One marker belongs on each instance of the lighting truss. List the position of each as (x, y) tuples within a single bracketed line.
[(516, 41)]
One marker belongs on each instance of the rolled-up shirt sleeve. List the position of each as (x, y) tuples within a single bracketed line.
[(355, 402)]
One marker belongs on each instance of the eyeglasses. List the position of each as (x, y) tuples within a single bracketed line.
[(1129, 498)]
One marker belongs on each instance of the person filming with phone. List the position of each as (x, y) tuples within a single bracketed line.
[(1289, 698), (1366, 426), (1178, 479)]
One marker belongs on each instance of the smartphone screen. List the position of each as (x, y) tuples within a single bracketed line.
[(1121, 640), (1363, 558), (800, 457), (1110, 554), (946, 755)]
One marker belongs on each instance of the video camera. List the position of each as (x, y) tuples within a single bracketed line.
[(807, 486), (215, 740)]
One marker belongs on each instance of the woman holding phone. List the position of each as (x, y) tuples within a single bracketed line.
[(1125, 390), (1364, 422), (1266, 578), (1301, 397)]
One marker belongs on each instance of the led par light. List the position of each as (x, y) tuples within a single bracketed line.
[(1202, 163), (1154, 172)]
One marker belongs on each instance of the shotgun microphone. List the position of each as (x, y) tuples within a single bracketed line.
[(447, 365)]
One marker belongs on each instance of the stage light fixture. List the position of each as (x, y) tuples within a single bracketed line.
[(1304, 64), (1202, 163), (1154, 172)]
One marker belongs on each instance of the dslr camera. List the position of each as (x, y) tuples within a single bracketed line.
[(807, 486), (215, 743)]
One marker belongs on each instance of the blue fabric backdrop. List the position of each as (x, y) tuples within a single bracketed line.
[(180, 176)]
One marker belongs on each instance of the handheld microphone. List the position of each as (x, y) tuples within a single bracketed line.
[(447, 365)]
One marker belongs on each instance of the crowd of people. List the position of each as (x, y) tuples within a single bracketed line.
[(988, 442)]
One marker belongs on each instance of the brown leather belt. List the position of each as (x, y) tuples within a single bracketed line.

§ Exercise aim: Could you return every entry above word for word, in its original order?

§ Task output:
One marker belongs on each instance of the lighting truss. List the position of each as (x, y) tuples within a single bracketed line.
[(516, 41)]
One marker belongs on each instance of the rolled-up shirt sleeve. List the position of each as (x, y) tuples within a single bracketed line.
[(355, 402)]
One marker belongs on each instance of the eyeglasses. List the position of each as (x, y) tuples within a single bracketed line.
[(1129, 498)]
One marker belongs on each instance of the person filming with phone. List the position of each as (x, y) tuples within a single bracketed line.
[(1289, 698), (1366, 426), (1178, 479)]
One marker belongs on each instance of the smartphone screen. List the position of each as (x, y) tuples within a single bracketed line.
[(1121, 640), (1363, 558), (800, 457), (1110, 554), (946, 755)]
One marker belongs on each instance of the video camera. List the position of each as (x, y) tuples within a single bracketed line.
[(807, 486), (215, 740)]
One marker belongs on each instance of the woman holding phone. List the position of each as (x, y) tuples within a single bracketed line.
[(1125, 390), (1364, 422), (1266, 578), (1301, 397)]
One marker belongs on each instance of the led par light. List the position of each as (x, y) tuples within a single bracketed line.
[(1202, 163), (1154, 172)]
One marker belongs on each instance of the shotgun microphone. List the position of each as (x, y) tuples within a single bracketed line.
[(447, 365)]
One marker belongs on each instance of the stage light fixture. List the position of each as (x, y) tuples within a single bracketed line.
[(1304, 64), (1202, 163), (1154, 172)]
One marker belongs on each instance of the dslr camera. List the position of each as (x, y) tuples within a single bracketed line.
[(807, 486), (215, 743)]
One marker belongs on each instance of the blue fabric backdrop. List the position of each as (x, y) tuples within a single bracketed line.
[(180, 176)]
One marker belongs on each instance of the handheld microphone. List the position of each as (x, y) tuples within a single bracketed line.
[(447, 365)]
One marker belongs on each instance of the crowd of people. List the position of each as (x, y) tuples within a single bracketed line.
[(988, 442)]
One marker belongs on each instance of the brown leather belt. List the position of each as (x, y) tuples within a single bracketed line.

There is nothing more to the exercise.